** Start RECORDS FOR PROCESSING **

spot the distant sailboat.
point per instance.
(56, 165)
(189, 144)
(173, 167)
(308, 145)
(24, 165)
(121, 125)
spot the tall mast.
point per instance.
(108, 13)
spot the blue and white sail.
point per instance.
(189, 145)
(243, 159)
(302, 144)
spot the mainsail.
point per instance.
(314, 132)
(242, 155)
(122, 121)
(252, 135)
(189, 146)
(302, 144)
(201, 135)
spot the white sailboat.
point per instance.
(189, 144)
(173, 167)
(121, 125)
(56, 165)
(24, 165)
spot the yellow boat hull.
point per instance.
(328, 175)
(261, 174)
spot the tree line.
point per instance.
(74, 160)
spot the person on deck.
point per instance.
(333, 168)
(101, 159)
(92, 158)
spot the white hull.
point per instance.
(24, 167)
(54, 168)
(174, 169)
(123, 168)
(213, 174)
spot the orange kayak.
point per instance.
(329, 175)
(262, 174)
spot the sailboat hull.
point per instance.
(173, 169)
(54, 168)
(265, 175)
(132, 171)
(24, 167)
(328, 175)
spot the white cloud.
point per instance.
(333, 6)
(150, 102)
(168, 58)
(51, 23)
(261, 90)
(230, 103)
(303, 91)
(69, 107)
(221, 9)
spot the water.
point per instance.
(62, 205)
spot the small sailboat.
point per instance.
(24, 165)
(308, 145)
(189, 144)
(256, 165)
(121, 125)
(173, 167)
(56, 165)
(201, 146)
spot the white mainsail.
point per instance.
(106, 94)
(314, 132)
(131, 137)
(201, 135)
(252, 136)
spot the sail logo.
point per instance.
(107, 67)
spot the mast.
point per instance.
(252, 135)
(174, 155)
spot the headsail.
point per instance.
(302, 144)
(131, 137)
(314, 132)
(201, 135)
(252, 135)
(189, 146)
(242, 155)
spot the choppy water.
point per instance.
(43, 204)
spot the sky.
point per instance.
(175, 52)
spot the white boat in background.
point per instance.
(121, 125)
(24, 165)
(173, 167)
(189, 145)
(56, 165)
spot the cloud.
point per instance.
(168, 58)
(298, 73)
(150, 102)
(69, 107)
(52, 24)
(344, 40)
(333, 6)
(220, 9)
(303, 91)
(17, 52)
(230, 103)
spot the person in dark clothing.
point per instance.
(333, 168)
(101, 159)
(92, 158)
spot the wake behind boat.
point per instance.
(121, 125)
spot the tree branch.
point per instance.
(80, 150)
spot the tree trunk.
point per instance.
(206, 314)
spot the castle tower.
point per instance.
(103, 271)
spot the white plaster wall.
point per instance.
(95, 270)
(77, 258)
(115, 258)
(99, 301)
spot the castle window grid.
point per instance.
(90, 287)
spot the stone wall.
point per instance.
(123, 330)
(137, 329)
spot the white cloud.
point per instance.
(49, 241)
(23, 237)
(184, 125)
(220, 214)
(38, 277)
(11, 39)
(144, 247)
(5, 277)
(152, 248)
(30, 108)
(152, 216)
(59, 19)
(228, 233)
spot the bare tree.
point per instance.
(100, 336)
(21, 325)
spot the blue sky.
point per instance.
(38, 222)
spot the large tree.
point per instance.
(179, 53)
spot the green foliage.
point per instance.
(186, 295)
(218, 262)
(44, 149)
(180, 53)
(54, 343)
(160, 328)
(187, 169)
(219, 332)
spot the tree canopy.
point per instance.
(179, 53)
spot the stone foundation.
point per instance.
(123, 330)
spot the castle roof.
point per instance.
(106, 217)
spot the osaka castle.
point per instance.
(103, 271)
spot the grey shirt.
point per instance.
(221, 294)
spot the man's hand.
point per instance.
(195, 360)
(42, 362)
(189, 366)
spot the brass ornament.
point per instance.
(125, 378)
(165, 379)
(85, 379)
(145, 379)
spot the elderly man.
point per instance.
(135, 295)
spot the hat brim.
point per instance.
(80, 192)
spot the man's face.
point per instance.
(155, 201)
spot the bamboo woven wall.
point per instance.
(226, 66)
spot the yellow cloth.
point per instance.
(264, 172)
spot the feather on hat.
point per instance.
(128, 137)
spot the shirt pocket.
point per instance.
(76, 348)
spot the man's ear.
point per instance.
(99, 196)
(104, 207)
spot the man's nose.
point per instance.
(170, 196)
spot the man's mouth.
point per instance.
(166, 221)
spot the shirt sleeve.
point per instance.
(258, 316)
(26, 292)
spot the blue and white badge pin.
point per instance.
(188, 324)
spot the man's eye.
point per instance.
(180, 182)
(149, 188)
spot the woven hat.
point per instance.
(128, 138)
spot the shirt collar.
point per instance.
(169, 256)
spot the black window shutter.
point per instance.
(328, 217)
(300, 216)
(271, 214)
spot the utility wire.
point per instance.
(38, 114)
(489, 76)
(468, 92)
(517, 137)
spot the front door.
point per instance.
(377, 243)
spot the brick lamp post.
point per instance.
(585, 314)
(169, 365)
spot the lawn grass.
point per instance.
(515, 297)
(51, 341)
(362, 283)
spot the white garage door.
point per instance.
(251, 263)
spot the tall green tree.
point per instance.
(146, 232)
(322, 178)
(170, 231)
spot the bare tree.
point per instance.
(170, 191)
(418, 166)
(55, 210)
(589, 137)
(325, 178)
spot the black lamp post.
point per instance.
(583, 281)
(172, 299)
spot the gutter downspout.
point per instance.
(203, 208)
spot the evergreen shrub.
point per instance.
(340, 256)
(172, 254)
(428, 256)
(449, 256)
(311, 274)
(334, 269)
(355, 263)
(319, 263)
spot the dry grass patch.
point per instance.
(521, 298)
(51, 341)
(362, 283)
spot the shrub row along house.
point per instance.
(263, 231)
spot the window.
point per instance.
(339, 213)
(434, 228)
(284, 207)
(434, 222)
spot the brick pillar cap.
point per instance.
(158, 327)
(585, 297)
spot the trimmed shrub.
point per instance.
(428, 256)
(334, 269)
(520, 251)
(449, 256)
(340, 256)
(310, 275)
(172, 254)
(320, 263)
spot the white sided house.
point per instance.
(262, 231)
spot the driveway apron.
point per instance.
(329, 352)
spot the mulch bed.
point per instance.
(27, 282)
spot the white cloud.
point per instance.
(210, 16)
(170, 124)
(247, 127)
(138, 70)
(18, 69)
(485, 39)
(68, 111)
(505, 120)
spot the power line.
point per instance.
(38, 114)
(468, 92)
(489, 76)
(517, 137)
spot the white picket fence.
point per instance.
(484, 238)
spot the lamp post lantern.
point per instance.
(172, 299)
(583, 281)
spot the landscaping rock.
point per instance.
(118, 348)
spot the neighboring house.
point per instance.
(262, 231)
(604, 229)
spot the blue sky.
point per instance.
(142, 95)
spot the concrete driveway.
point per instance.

** End RECORDS FOR PROCESSING **

_PROBLEM DESCRIPTION_
Reproduce, word for word, only the lines from the one that contains "spot the evergreen shrub." through the final line.

_SOLUTION_
spot the evergreen shrub.
point per instance.
(340, 256)
(172, 254)
(428, 256)
(449, 256)
(311, 274)
(334, 269)
(355, 263)
(319, 263)
spot the dry grass patch.
point per instance.
(521, 298)
(51, 341)
(362, 283)
spot the shrub row along house.
point per instance.
(263, 231)
spot the window.
point per instance.
(339, 213)
(434, 228)
(284, 207)
(434, 222)
spot the brick pillar cap.
point per instance.
(158, 327)
(585, 297)
spot the trimmed shrub.
point per instance.
(428, 256)
(334, 269)
(520, 251)
(449, 256)
(340, 256)
(310, 275)
(172, 254)
(320, 263)
spot the white sided house.
point per instance.
(262, 231)
spot the driveway apron.
point per instance.
(329, 352)
spot the mulch bed.
point per instance.
(27, 282)
spot the white cloud.
point per instance.
(210, 16)
(170, 124)
(247, 127)
(138, 70)
(18, 69)
(485, 39)
(68, 111)
(505, 120)
spot the power line.
point per instance.
(38, 114)
(468, 92)
(489, 76)
(517, 137)
spot the white picket fence.
point per instance.
(484, 238)
spot the lamp post lantern.
point per instance.
(172, 299)
(583, 281)
spot the landscaping rock.
point per instance.
(118, 348)
spot the neighboring house.
point per instance.
(262, 231)
(604, 229)
spot the blue sky.
point per instance.
(142, 95)
spot the concrete driveway.
point per instance.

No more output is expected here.